Teks yang Diberikan:
• • • •

Atas perkataan orang-orang tersebut, Suzuki mengajak kita untuk merenungkan sejenak. Bukankah kata sejak lahir digunakan secara ceroboh di dalam dua pernyataan di atas? Ketika kita mengatakan anak-anak memiliki kemampuan bawaan dari lahir, anak-anak tersebut sebenarnya telah berusia lima atau enam tahun. Melihat bayi yang baru lahir jelas kita tidak dapat memastikan apakah bayi tersebut nantinya menjadi pemain musik terkenal, ataukah akan menjadi seorang sastrawan besar.

Kemampuan anak umur lima atau enam tahun tidak dapat disamakan dengan kemampuan bayi yang baru lahir. Kemampuan anak usia lima tahun merupakan hasil pendidikan dan latihan selama lima tahun!

Coba kita renungkan kembali pendapat yang salah itu, yang menyamakan hasil pendidikan dengan kemampuan bawaan. Akan memiliki pribadi yang bagaimanakah seorang bayi yang baru lahir? Bakat apakah yang terpendam dalam dirinya -- Gambar 2.2? Inilah hal penting yang saya ingin Anda kenali. Demikian paparan Suzuki, bahwa bakat seseorang tidak dibawa sejak lahir. Suzuki mengajak kita untuk berasumsi bahwa bayi yang baru dilahirkan mempunyai kemampuan yang tidak terbatas. Pendidiklah yang harus menciptakan lingkungan sekitar yang memungkinkan potensi anak berkembang secara optimal – sebagaimana diilustrasikan pada Gambar 2.3.

Dengan demikian, dapat disimpulkan bahwa bakat adalah kemampuan manusia yang dibawa sejak lahir (kodrati, alamiah) yang dengan latihan-latihan tertentu akan memperoleh berbagai macam pengetahuan dan keterampilan khusus seperti kemampuan berbahasa, keterampilan teknik, bermain musik, dan lain-lain. Pengertian sejak lahir mengandung makna bahwa manusia sejak bayi memang sudah membawa “bibit bakat”, tetapi seberapa besarnya, seberapa kualitasnya, kita tidak mengetahui secara pasti. Pengetahuan kita bahwa seseorang berbakat ataukah tidak setelah kita mengetahui perkembangan seseorang kemudian.

Gambar 2.3

Lingkungan pendidikan yang kondusif memungkinkan anak berkembang optimal

Kemudian apa bedanya bakat dengan kemampuan dan presta­si? Bagi seorang pendidik pertanyaan tersebut di atas mempun­yai arti ppenting. Bakat yang diartikan dari aptitude merupakan suatu kemampuan bawaan, sebagai potensi yang masih perlu dikembangkan dan dilatih agar dapat terwujud. Berbeda dengan bakat, kemampuan merupakan daya untuk melakukan suatu tindakan sebagai hasil dari pembawaan dan latihan. Kemampuan menunjuk­kan bahwa suatu tindakan (performance) dapat dilakukan sekar­ang, sedangkan bakat memerlukan latihan dan pendidikan agar suatu tindakan dapat dilakukan di masa yang akan datang. Bakat dan kemampuan menetukan prestasi seseorang. Orang yang berba­kat hitung-menghitung diperkirakan akan mampu mencapai prestasi yang tinggi dalam bidang yang memerlukan hitungan seperti matematika, fisika, kimia, akuntansi. Jadi prestasi merupakan perwujudan dari bakat dan kemampuan. Prestasi yang sangat menonjol dalam suatu bidang mencerminkan bakat yang unggul dalam bidang tersebut (Munandar, 1992:17-18).

• • • •

Bahan yang Disediakan:
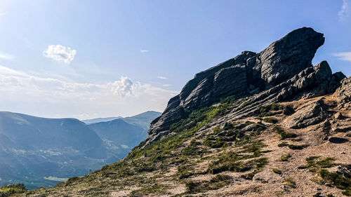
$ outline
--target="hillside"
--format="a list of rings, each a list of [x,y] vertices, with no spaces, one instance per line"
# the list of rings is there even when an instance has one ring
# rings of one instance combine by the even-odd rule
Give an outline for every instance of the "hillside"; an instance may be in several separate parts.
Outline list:
[[[197,74],[123,160],[13,196],[351,196],[351,78],[303,27]]]
[[[122,117],[121,116],[117,116],[117,117],[107,117],[107,118],[93,118],[93,119],[83,120],[81,121],[87,125],[90,125],[90,124],[93,124],[93,123],[100,123],[100,122],[108,122],[108,121],[111,121],[116,120],[116,119],[121,118],[122,118]]]
[[[147,137],[151,121],[160,115],[159,112],[146,111],[131,117],[90,124],[88,127],[110,149],[122,146],[130,151]]]
[[[130,118],[140,125],[121,119],[87,125],[74,118],[0,112],[0,186],[52,186],[116,162],[146,138],[148,115],[150,119],[159,114]]]

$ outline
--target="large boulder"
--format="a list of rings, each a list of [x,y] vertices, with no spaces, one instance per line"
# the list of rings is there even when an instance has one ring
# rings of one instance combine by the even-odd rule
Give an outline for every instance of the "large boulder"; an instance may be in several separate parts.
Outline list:
[[[312,66],[318,48],[324,43],[323,34],[303,27],[272,43],[260,53],[261,79],[268,86],[277,85]]]
[[[213,104],[227,96],[240,98],[266,91],[258,98],[270,97],[278,100],[312,89],[314,92],[309,97],[331,93],[338,88],[343,76],[333,75],[326,62],[316,67],[311,63],[324,42],[323,34],[303,27],[272,43],[260,53],[244,51],[197,74],[178,95],[170,100],[162,115],[152,121],[147,144],[169,133],[170,126],[186,117],[188,112]]]
[[[283,125],[290,128],[303,128],[324,121],[327,118],[326,109],[323,100],[308,104],[288,116]]]

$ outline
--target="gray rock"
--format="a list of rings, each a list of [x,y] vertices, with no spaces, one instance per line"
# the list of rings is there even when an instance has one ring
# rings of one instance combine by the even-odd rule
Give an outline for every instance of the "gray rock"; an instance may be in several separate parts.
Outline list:
[[[290,128],[302,128],[319,123],[326,118],[326,109],[323,100],[307,104],[287,117],[283,124]]]
[[[188,112],[230,95],[239,99],[256,95],[251,100],[252,105],[238,108],[240,115],[249,113],[258,104],[288,100],[300,94],[311,97],[333,93],[345,76],[341,73],[332,74],[326,62],[315,67],[311,64],[324,42],[322,34],[303,27],[260,53],[244,51],[197,74],[178,95],[170,100],[162,115],[152,121],[146,144],[152,141],[150,140],[159,137],[158,133],[169,133],[171,125],[186,117]],[[306,95],[306,92],[311,93]],[[249,107],[251,109],[247,109]]]
[[[340,75],[340,74],[338,75]],[[340,88],[336,89],[333,96],[337,97],[341,103],[351,102],[351,76],[345,78],[341,81]]]
[[[260,53],[261,79],[276,86],[312,66],[312,59],[324,43],[323,34],[303,27],[272,43]]]

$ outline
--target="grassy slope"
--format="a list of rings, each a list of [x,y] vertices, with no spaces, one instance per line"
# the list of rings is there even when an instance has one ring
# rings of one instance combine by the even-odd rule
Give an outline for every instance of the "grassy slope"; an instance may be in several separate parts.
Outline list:
[[[144,149],[142,142],[124,160],[93,174],[17,195],[294,196],[318,191],[334,196],[343,191],[347,194],[350,187],[338,186],[338,177],[326,172],[342,165],[336,161],[350,161],[350,155],[338,153],[347,151],[350,145],[331,147],[319,142],[318,133],[284,128],[279,124],[286,116],[279,104],[261,107],[255,116],[228,121],[224,128],[218,125],[218,120],[240,102],[227,100],[194,111],[171,127],[173,135]],[[296,108],[301,103],[291,104]],[[270,117],[265,121],[266,116]],[[333,158],[328,162],[335,164],[307,165],[307,158],[321,154]],[[347,184],[349,180],[344,181]],[[343,190],[325,186],[327,182]]]

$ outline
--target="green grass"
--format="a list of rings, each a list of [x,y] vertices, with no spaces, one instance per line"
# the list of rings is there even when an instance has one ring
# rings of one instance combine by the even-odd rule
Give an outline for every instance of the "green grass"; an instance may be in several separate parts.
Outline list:
[[[325,169],[319,171],[319,175],[326,182],[331,184],[336,188],[345,190],[343,194],[351,196],[351,179],[345,177],[336,172],[331,172]]]
[[[336,172],[331,172],[325,168],[330,168],[341,164],[335,163],[332,157],[312,156],[306,158],[307,163],[299,167],[300,169],[308,169],[310,172],[317,173],[322,181],[314,180],[316,183],[329,183],[340,189],[344,190],[343,194],[351,196],[351,179]]]
[[[286,177],[284,178],[284,181],[287,186],[292,188],[296,188],[296,182],[292,177]]]
[[[212,136],[207,136],[204,141],[204,145],[210,147],[213,149],[218,149],[224,147],[227,144],[223,140],[222,137],[214,137]]]
[[[145,196],[150,193],[162,193],[169,188],[169,186],[165,184],[154,184],[150,186],[146,186],[140,189],[133,191],[129,194],[129,196]]]
[[[300,169],[307,168],[310,172],[317,172],[321,168],[329,168],[338,165],[338,163],[334,163],[335,159],[331,157],[321,158],[320,156],[310,156],[306,158],[307,163],[300,166]]]
[[[199,147],[201,142],[197,142],[195,140],[192,140],[190,144],[184,148],[182,151],[182,154],[186,156],[194,156],[201,155],[205,153],[205,150],[203,150]]]
[[[288,161],[289,159],[291,157],[291,154],[284,154],[282,156],[280,156],[280,161]]]
[[[286,142],[283,142],[280,144],[278,144],[279,147],[287,147],[287,146],[289,146],[289,144]]]
[[[23,184],[14,184],[6,185],[2,187],[0,187],[0,196],[7,197],[13,193],[24,193],[27,191],[27,190]]]
[[[291,149],[293,150],[302,150],[305,147],[306,147],[305,145],[295,145],[295,144],[289,144],[288,147]]]
[[[277,123],[278,120],[273,118],[263,118],[263,121],[269,123]]]
[[[277,169],[277,168],[273,168],[273,169],[272,169],[272,170],[273,170],[273,172],[278,174],[278,175],[282,175],[282,170]]]
[[[260,106],[258,107],[258,116],[271,116],[282,113],[279,111],[284,107],[281,104],[273,103],[272,104]]]

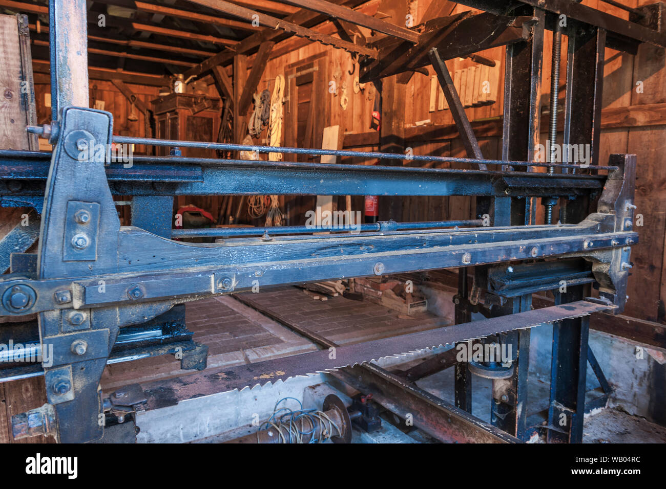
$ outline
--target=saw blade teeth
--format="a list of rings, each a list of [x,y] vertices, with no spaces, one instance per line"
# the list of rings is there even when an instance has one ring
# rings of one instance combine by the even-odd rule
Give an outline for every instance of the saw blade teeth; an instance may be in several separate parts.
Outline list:
[[[533,327],[537,327],[537,326],[541,326],[545,324],[553,324],[555,322],[561,321],[565,319],[575,319],[580,317],[585,317],[587,316],[589,316],[590,314],[591,314],[593,312],[607,310],[609,309],[611,309],[611,307],[599,308],[598,307],[598,306],[597,307],[597,308],[595,308],[594,306],[591,306],[590,303],[586,301],[577,301],[576,303],[570,303],[569,305],[571,307],[567,311],[568,315],[565,316],[560,315],[564,311],[563,311],[563,309],[559,306],[553,306],[552,309],[547,313],[545,312],[545,310],[549,309],[549,308],[545,308],[545,309],[541,310],[541,313],[540,314],[537,313],[536,312],[537,311],[539,311],[539,309],[534,309],[532,310],[531,311],[525,311],[525,313],[519,313],[518,315],[520,314],[527,315],[525,316],[523,316],[523,321],[524,321],[525,319],[527,319],[527,318],[529,318],[529,319],[527,319],[527,321],[525,321],[527,322],[527,324],[524,323],[520,324],[521,320],[518,319],[517,318],[513,323],[511,323],[510,320],[507,321],[506,320],[506,318],[505,318],[503,321],[500,320],[500,318],[497,318],[498,322],[497,323],[494,323],[492,325],[490,325],[490,323],[488,322],[488,320],[484,320],[484,319],[480,320],[478,323],[477,323],[477,321],[468,323],[466,323],[464,326],[460,325],[463,326],[463,329],[460,330],[461,334],[464,335],[465,334],[464,331],[467,331],[468,333],[474,332],[473,334],[470,335],[469,337],[465,339],[450,339],[450,334],[451,334],[450,332],[453,330],[450,329],[449,327],[444,327],[443,328],[439,329],[438,330],[433,331],[430,336],[428,336],[428,335],[423,336],[425,331],[421,331],[419,332],[418,333],[414,333],[414,334],[418,334],[423,336],[423,339],[426,339],[426,341],[428,341],[428,343],[430,343],[430,346],[426,346],[423,347],[415,347],[414,345],[409,346],[406,345],[404,347],[406,349],[408,348],[409,349],[406,349],[403,351],[400,351],[398,353],[387,353],[385,355],[383,353],[380,354],[376,356],[374,356],[370,359],[360,359],[358,358],[358,357],[362,357],[362,356],[364,355],[360,353],[361,351],[368,351],[368,349],[367,346],[365,347],[364,350],[362,347],[362,349],[358,352],[355,352],[355,351],[353,349],[354,345],[349,345],[348,347],[338,347],[338,348],[348,349],[344,357],[344,360],[342,361],[346,361],[348,363],[346,363],[345,365],[338,365],[334,367],[326,367],[322,369],[320,363],[325,361],[322,357],[321,355],[320,355],[318,357],[317,356],[312,357],[311,363],[314,364],[315,362],[316,362],[317,363],[320,364],[318,365],[308,365],[308,361],[306,360],[301,360],[300,362],[296,362],[295,363],[292,363],[292,364],[288,363],[286,367],[284,367],[284,365],[281,365],[280,367],[282,368],[276,367],[276,366],[274,366],[275,364],[272,364],[272,365],[267,364],[266,365],[264,366],[266,368],[265,371],[266,373],[261,373],[260,375],[258,375],[256,373],[256,367],[254,367],[254,369],[250,369],[249,371],[246,374],[244,374],[245,375],[248,376],[247,381],[245,381],[245,379],[244,379],[244,375],[242,374],[236,373],[236,375],[239,375],[239,377],[236,377],[237,379],[239,379],[239,381],[247,381],[248,384],[242,387],[235,387],[230,386],[229,389],[239,391],[242,391],[248,389],[250,389],[251,391],[254,391],[254,389],[260,389],[263,388],[272,389],[272,387],[275,387],[278,384],[278,383],[280,382],[286,383],[292,378],[308,377],[313,375],[328,374],[332,372],[337,372],[340,369],[348,367],[353,368],[356,366],[362,367],[364,365],[370,364],[375,364],[380,365],[379,362],[385,359],[396,359],[398,360],[401,360],[403,359],[408,359],[410,357],[413,357],[416,355],[421,355],[424,352],[432,351],[436,349],[438,349],[442,347],[450,346],[452,347],[455,347],[456,345],[459,345],[460,343],[482,340],[484,338],[488,338],[490,336],[493,336],[499,333],[503,333],[507,331],[529,331]],[[571,312],[576,311],[576,309],[577,309],[578,313],[571,314]],[[581,309],[583,309],[582,311],[581,311]],[[547,319],[547,317],[545,317],[547,316],[548,314],[550,313],[552,313],[550,315],[551,319]],[[529,321],[535,321],[535,322],[532,323]],[[477,323],[477,324],[475,325],[475,323]],[[518,323],[517,325],[514,325],[515,323]],[[476,329],[477,330],[476,331],[474,331],[475,326],[476,327]],[[480,331],[478,330],[480,329],[483,331],[484,332],[484,334],[479,334]],[[440,330],[441,333],[440,332]],[[446,336],[447,333],[448,333],[448,336]],[[442,341],[438,341],[437,337],[440,334],[445,335],[445,337],[449,337],[450,339],[446,340],[442,339]],[[455,336],[455,335],[454,336]],[[409,335],[406,335],[406,337],[408,338]],[[414,337],[415,339],[417,337]],[[423,339],[419,340],[419,341],[420,342],[422,341]],[[381,351],[382,349],[382,346],[381,344],[382,341],[382,340],[376,340],[376,341],[378,341],[376,347],[380,351]],[[409,343],[409,341],[410,340],[408,339],[407,343]],[[412,341],[412,343],[416,343],[416,339]],[[319,350],[317,352],[312,352],[311,353],[304,353],[302,355],[314,355],[315,353],[321,353],[322,351],[322,350]],[[354,352],[354,353],[352,353],[350,352]],[[298,355],[296,355],[296,357],[298,357]],[[351,359],[354,359],[354,357],[356,357],[356,359],[352,361]],[[284,357],[283,359],[278,359],[276,360],[277,361],[287,360],[287,359],[290,358],[293,358],[293,357]],[[276,361],[266,361],[271,362]],[[290,365],[291,366],[290,366]],[[238,368],[239,369],[240,369],[241,371],[242,371],[242,369],[241,368],[242,367],[245,366],[244,365],[238,366]],[[306,369],[311,369],[312,370],[307,373],[300,373],[300,372],[302,372],[304,370],[306,370]],[[290,373],[288,375],[286,372],[284,371],[290,371]],[[225,372],[225,373],[230,373]],[[258,375],[258,377],[252,377],[252,375]],[[236,382],[238,382],[236,385],[240,385],[239,381],[236,381]]]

• • • •

Soal yang Diberikan 1:
Menurut teks tentang bakat, mengapa kemampuan anak berusia lima atau enam tahun tidak dapat disamakan dengan kemampuan bayi yang baru lahir? Jelaskan dalam satu hingga tiga kalimat.
Soal yang Diberikan 2:
Tampilkan tanpa perubahan seluruh bagian teks tentang bakat, mulai dari "Kemampuan anak umur" terus ke bawah hingga "pada Gambar 2.3.".
Baris-baris data tidak berperan dalam hal ini.

Penyelesaian Lengkap 1:
Kemampuan anak berusia lima tahun merupakan hasil pendidikan dan latihan selama lima tahun, bukan kemampuan bawaan dari lahir. Oleh karena itu, kemampuan tersebut tidak dapat disamakan dengan kemampuan bayi yang baru lahir.

Penyelesaian Lengkap 2:
Kemampuan anak umur lima atau enam tahun tidak dapat disamakan dengan kemampuan bayi yang baru lahir. Kemampuan anak usia lima tahun merupakan hasil pendidikan dan latihan selama lima tahun!

Coba kita renungkan kembali pendapat yang salah itu, yang menyamakan hasil pendidikan dengan kemampuan bawaan. Akan memiliki pribadi yang bagaimanakah seorang bayi yang baru lahir? Bakat apakah yang terpendam dalam dirinya -- Gambar 2.2? Inilah hal penting yang saya ingin Anda kenali. Demikian paparan Suzuki, bahwa bakat seseorang tidak dibawa sejak lahir. Suzuki mengajak kita untuk berasumsi bahwa bayi yang baru dilahirkan mempunyai kemampuan yang tidak terbatas. Pendidiklah yang harus menciptakan lingkungan sekitar yang memungkinkan potensi anak berkembang secara optimal – sebagaimana diilustrasikan pada Gambar 2.3.